# DATA TO USE
◆ ◆ ◆ ◆ ◆ ◆ ◆

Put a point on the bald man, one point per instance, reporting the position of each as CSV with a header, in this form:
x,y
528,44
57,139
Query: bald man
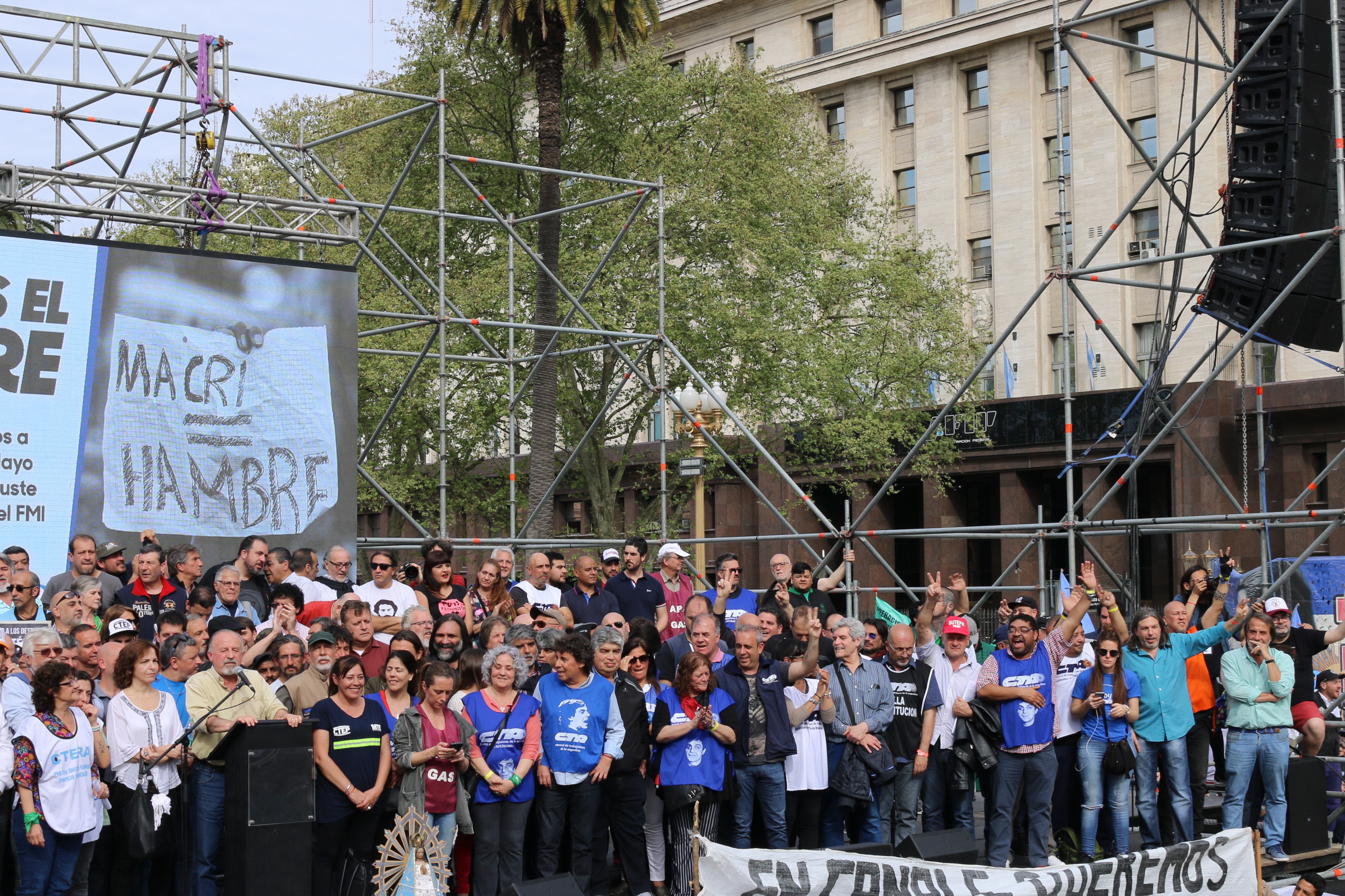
x,y
536,588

◆ ◆ ◆ ◆ ◆ ◆ ◆

# PROMPT
Please rewrite the material with "instance" replaced by "occurrence", leaving everything else unchanged, and omit the picture.

# ANSWER IN FULL
Put a point on the bald man, one point per occurrence, reporting the position of each as CSV with a header, in this form:
x,y
528,44
57,139
Query: bald man
x,y
536,588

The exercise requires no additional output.